#### Action item A:
Answer these questions using the article on Filipino nurses in New York City:
(i) According to the ProPublica analysis, how many Filipino health care workers in the New York City area had died from the virus by June?
(ii) What percentage of registered nurses in the United States are Filipino?
(iii) How many New Yorkers have died of Covid since the beginning of 2021?
#### Action item B:
Reproduce the article on Filipino nurses in New York City between "New York City’s" and "the U.S. outbreak.", inclusive.

New York City’s Filipino nurses were hard hit by last year’s surge, and dread the second wave.
Filipino nurses have a long history of working in New York City hospitals, and a number of studies have revealed how hard the coronavirus affected them in the early months of the U.S. outbreak.
An analysis by ProPublica found that at least 30 Filipino health care workers in the New York City area had died from the virus by June.
And a survey published in September by National Nurses United, the largest nurses’ union in the United States, went on to find that 67 Filipino nurses had died of Covid-19. That figure, which was pulled from public obituaries, is around a third of the total registered nurses who have died nationwide, though Filipinos make up only 4 percent of those nurses over all.
“It’s really heartbreaking,” said Zenei Cortez, the president of National Nurses United and a nurse from the Philippines herself. She also fears that the true toll is worse. “The numbers we are producing are all underreported, I’m sure of that.”
Now, another wave of infections has arrived. The infection rate in New York City has risen in recent weeks, and hospitalizations are increasing; more than 450 New Yorkers have died of Covid since the beginning of 2021.

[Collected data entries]
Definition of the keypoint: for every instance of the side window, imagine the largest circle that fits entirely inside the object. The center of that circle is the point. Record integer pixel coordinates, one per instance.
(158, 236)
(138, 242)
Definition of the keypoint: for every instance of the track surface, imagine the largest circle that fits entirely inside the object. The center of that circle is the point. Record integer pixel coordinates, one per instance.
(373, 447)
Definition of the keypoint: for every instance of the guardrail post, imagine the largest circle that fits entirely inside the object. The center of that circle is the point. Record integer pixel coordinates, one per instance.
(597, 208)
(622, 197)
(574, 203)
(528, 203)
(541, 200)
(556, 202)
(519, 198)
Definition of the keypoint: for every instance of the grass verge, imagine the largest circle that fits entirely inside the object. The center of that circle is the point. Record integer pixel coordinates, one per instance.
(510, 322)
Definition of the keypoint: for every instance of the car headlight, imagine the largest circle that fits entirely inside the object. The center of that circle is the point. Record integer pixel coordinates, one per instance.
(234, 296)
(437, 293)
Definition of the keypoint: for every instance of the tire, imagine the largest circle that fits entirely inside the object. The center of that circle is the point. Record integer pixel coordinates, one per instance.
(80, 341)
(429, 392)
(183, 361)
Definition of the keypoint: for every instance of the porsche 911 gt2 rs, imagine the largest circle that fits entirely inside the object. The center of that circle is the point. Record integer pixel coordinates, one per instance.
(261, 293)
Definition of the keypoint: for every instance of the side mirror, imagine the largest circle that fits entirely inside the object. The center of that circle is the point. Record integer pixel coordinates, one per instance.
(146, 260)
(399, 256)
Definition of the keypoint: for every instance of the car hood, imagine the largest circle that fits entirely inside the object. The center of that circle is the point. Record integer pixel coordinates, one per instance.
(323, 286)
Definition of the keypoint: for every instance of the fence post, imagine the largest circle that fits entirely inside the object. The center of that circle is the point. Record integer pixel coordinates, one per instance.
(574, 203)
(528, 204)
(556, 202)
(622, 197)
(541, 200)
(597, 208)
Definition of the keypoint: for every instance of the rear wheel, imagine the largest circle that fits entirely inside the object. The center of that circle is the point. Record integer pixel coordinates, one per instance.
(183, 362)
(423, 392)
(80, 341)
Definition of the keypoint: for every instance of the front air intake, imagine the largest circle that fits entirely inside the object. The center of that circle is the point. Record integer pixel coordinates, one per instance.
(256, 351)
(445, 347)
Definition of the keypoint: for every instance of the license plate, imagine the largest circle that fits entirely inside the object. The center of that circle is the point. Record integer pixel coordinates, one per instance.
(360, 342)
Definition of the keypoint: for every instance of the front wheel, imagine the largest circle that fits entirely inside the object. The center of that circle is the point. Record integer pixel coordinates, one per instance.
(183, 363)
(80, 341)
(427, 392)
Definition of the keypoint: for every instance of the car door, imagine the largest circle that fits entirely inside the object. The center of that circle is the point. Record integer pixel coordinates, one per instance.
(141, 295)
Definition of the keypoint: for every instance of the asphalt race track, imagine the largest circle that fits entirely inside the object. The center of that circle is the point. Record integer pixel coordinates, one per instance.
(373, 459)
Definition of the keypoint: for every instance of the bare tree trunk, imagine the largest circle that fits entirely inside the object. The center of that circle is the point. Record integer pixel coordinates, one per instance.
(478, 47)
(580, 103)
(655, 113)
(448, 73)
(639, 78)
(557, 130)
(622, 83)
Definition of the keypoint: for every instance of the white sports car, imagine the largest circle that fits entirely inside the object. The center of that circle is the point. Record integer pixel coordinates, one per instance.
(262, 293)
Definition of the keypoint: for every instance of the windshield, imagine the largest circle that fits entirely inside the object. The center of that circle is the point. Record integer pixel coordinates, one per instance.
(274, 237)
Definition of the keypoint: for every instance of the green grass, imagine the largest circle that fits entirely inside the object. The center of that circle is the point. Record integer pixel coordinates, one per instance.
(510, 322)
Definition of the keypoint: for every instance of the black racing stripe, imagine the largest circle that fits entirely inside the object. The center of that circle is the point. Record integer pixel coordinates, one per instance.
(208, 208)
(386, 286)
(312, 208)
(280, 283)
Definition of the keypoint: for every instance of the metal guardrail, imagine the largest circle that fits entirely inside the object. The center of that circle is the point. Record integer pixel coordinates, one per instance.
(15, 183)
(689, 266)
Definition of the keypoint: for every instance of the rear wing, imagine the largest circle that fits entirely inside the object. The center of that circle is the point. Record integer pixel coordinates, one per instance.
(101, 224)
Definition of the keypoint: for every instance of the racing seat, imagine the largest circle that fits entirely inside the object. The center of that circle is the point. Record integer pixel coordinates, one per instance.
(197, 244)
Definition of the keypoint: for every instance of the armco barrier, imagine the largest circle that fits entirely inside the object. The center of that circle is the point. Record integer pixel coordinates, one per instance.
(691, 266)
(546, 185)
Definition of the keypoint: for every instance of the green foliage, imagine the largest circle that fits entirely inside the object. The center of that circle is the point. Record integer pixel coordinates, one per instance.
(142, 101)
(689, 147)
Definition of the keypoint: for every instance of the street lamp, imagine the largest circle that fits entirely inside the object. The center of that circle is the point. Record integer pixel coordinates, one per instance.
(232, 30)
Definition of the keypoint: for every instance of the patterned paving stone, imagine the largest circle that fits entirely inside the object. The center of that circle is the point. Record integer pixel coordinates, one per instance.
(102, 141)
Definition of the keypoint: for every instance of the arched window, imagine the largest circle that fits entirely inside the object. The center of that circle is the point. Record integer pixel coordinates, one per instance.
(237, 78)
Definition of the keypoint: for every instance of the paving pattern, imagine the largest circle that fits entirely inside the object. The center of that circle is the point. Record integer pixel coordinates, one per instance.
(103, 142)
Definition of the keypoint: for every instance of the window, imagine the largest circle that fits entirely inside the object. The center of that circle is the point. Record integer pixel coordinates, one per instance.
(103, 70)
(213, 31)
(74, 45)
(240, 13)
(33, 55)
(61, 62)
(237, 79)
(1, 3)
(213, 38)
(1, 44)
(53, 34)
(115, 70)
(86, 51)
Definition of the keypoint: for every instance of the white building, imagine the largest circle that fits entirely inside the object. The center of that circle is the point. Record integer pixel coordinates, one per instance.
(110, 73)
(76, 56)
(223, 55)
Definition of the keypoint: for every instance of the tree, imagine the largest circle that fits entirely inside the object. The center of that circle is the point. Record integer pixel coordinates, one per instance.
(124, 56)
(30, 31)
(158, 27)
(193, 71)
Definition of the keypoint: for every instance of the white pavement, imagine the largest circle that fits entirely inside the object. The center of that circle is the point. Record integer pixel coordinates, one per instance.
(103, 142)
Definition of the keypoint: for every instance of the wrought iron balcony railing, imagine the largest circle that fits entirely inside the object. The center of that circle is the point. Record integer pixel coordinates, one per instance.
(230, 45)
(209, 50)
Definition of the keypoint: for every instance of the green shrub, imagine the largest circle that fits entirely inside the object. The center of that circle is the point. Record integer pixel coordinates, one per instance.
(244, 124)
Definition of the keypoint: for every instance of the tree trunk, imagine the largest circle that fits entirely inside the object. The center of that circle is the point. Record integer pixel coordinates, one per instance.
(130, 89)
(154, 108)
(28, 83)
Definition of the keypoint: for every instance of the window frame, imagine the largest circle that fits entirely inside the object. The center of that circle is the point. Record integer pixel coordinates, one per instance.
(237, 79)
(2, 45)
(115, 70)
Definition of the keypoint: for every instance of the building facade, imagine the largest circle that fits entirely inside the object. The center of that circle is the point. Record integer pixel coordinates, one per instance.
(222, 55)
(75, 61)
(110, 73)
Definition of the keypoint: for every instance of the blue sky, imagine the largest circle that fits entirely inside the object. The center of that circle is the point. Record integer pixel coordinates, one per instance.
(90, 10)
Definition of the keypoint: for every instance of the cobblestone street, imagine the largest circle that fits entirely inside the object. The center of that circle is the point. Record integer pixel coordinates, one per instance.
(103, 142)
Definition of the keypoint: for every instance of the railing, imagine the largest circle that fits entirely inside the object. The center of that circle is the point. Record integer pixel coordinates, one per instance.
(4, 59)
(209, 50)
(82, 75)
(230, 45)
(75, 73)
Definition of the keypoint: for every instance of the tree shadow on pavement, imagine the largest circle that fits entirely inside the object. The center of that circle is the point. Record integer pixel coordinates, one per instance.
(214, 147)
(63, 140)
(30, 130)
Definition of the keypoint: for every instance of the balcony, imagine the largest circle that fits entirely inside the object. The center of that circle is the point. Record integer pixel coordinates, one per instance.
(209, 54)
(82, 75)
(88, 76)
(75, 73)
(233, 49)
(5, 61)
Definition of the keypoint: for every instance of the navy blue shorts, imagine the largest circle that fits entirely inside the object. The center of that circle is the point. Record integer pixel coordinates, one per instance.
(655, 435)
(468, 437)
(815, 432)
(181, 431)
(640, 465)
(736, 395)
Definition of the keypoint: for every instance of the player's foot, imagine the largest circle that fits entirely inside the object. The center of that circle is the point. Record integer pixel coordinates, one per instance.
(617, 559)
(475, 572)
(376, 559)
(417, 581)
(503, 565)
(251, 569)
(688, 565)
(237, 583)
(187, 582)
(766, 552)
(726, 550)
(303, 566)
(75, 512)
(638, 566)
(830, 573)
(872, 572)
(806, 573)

#### Your response A:
(i) At least 30
(ii) 4 percent
(iii) More than 450

#### Your response B:
New York City’s Filipino nurses were hard hit by last year’s surge, and dread the second wave.
Filipino nurses have a long history of working in New York City hospitals, and a number of studies have revealed how hard the coronavirus affected them in the early months of the U.S. outbreak.